▶ _Dataset records_
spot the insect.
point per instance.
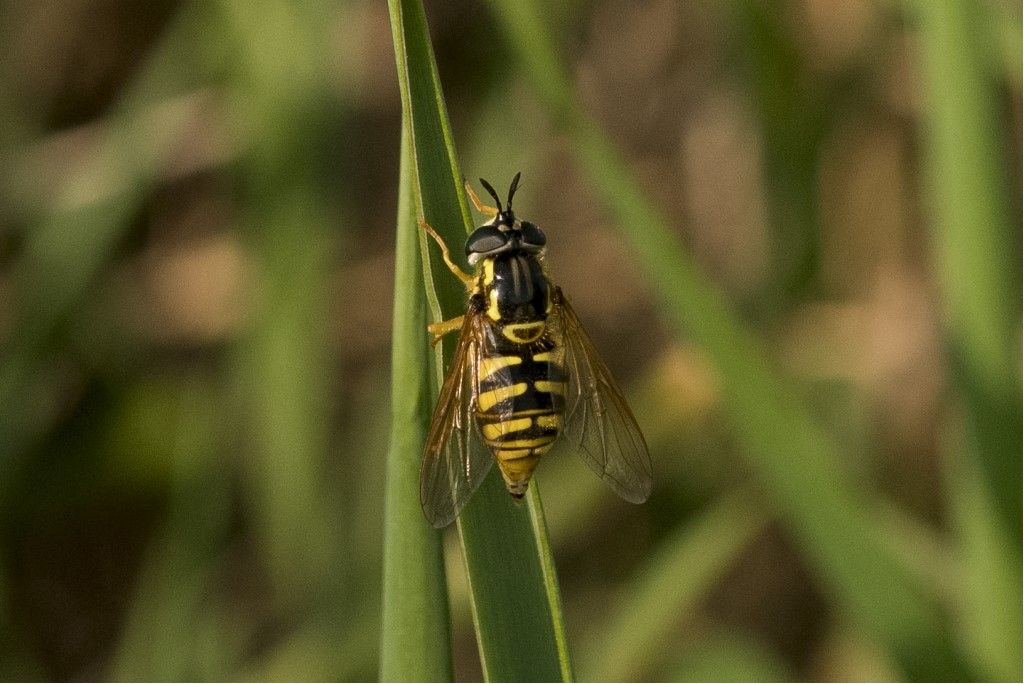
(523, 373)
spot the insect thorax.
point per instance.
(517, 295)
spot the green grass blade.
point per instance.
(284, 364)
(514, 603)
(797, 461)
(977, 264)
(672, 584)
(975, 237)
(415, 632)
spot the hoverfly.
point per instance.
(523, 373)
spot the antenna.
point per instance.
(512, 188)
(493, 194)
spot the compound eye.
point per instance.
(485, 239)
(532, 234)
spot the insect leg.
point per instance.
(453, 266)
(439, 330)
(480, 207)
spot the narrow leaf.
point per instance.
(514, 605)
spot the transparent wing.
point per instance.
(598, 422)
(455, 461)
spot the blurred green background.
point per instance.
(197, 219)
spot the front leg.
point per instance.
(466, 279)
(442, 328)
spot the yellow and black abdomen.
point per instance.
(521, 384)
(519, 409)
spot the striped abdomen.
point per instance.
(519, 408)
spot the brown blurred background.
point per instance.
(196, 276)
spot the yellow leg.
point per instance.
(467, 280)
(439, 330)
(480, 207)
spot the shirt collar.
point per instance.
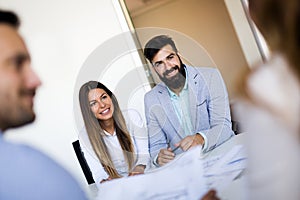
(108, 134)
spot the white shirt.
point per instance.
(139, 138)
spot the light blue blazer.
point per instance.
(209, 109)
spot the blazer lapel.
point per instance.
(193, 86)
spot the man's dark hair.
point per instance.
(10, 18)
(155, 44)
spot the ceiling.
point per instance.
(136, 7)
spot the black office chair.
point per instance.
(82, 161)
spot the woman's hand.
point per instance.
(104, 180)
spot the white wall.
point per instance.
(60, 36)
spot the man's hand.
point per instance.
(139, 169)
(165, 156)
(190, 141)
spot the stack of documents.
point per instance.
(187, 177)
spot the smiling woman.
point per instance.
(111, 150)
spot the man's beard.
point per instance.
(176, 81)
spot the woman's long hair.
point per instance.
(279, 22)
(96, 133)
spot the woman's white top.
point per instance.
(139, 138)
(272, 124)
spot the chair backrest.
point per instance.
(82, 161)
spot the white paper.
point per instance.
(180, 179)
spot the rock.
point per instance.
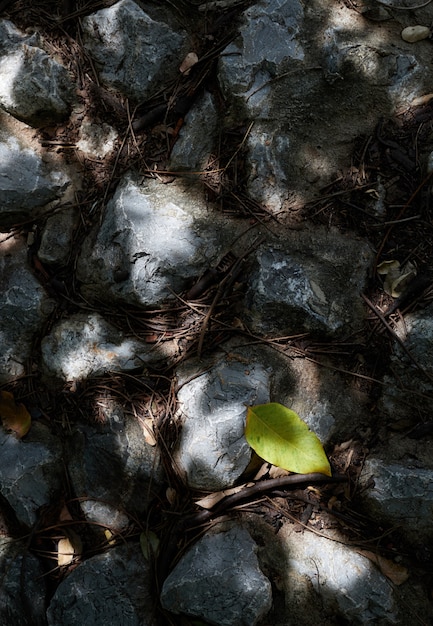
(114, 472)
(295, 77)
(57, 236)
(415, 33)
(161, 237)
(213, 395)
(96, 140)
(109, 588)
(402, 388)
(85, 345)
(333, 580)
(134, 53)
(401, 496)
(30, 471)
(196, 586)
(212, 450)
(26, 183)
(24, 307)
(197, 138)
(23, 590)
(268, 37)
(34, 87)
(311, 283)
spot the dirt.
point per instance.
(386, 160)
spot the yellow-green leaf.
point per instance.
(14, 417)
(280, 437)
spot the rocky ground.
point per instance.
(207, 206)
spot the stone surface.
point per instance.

▶ _What to produce_
Transcribe every row above word for word, and leave the pictures out of your copy.

▶ _Result of the exercise_
spot the insect.
point per instance.
(523, 373)
spot the insect thorax.
point per instance.
(517, 295)
spot the green grass blade.
point per instance.
(284, 364)
(514, 603)
(797, 461)
(977, 264)
(672, 584)
(975, 237)
(415, 632)
spot the hoverfly.
point per instance.
(523, 373)
spot the antenna.
point per instance.
(512, 188)
(493, 194)
spot the compound eye.
point per instance.
(485, 239)
(532, 234)
spot the insect leg.
point per instance.
(453, 266)
(439, 330)
(480, 207)
spot the narrow leaf.
point per instance.
(514, 605)
spot the transparent wing.
point per instance.
(598, 422)
(455, 461)
spot the blurred green background.
point per instance.
(197, 219)
spot the front leg.
point per instance.
(466, 279)
(442, 328)
spot the yellow and black abdomen.
point per instance.
(521, 384)
(519, 409)
spot the striped abdomen.
point per instance.
(519, 408)
spot the brown blurred background.
point per instance.
(196, 276)
spot the yellow leg.
point per instance.
(467, 280)
(439, 330)
(480, 207)
spot the shirt collar.
point per instance.
(108, 134)
spot the white shirt.
point per instance.
(139, 138)
spot the light blue blazer.
point per instance.
(209, 109)
spot the blazer lapel.
point per instance.
(193, 86)
spot the man's dark hair.
point per instance.
(10, 18)
(155, 44)
spot the ceiling.
point per instance.
(136, 7)
spot the black office chair.
point per instance.
(82, 161)
spot the woman's hand.
point per instance.
(104, 180)
spot the white wall.
point per instance.
(60, 36)
spot the man's hand.
point per instance.
(139, 169)
(165, 156)
(190, 141)
spot the stack of documents.
point per instance.
(187, 177)
spot the smiling woman.
point per instance.
(111, 150)
spot the man's beard.
point per instance.
(176, 81)
spot the woman's long hair.
point per instance.
(279, 22)
(96, 133)
spot the woman's white top.
point per instance.
(139, 138)
(272, 124)
spot the chair backrest.
point per instance.
(82, 161)
spot the white paper.
point per instance.
(180, 179)
spot the rock.
point per instance.
(114, 472)
(295, 77)
(57, 236)
(415, 33)
(161, 237)
(213, 395)
(96, 140)
(109, 588)
(402, 388)
(85, 345)
(333, 580)
(134, 53)
(401, 496)
(30, 471)
(196, 586)
(212, 450)
(26, 183)
(24, 307)
(197, 138)
(23, 590)
(268, 37)
(34, 87)
(311, 283)
spot the dirt.
point per instance.
(386, 160)
spot the yellow-green leaf.
point per instance.
(14, 417)
(280, 437)
spot the rocky ground.
point per instance.
(207, 206)
spot the stone surface.
point per instance.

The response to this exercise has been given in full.